→ Exercise instructions
Answer these questions about the newsletter below:
(a) What two reasons does it give for there being no full newsletter this week?
(b) Where is the wedding the writer is leaving to attend?
(c) Which national rows from this week does it list?

Make Britain rich again
This is Iain Martin’s weekly newsletter, exclusively for Reaction subscribers
There is no full newsletter this week. It’s a bank holiday weekend and there are other issues (see bottom item).
But before I go, to see old friends gathering for a glorious wedding in the Scottish borders, a couple of quick thoughts.
Britain needs to get richer again. I know what the response will be from those of you who voted not to leave the European Union. We should have thought of this when voting for Brexit.
Many of us who voted to leave did so knowing it would make the country a little poorer relatively, and accepting the short term trade off involved in return for greater national autonomy, in the hope it would be reinvigorating in the longer term. Without anyone (Brussels) to blame, we would be thrown back on finding solutions to our own problems. It hasn’t happened yet.
Even if Brexit has delivered a meaningful hit by the erection of trade barriers, it is now a fact of life and can’t be an excuse for ever. At some point we’re going to have to get on with finding ways to boost investment, improve productivity and grow, because without growth life is going to be one long argument over ever more scarce resources.
Almost every domestic story on the news bulletins every day is now a manifestation of a flatlining country not generating enough money to go round. This week there were national rows about NHS dentistry, teachers strikes, nurses strikes, rail strikes, inflation, and so on, and so on.

→ Supplied material
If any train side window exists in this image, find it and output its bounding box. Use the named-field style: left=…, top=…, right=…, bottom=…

→ Task answer
(a) It is a bank holiday weekend, and there are other issues.
(b) In the Scottish borders.
(c) NHS dentistry, teachers strikes, nurses strikes, rail strikes, and inflation.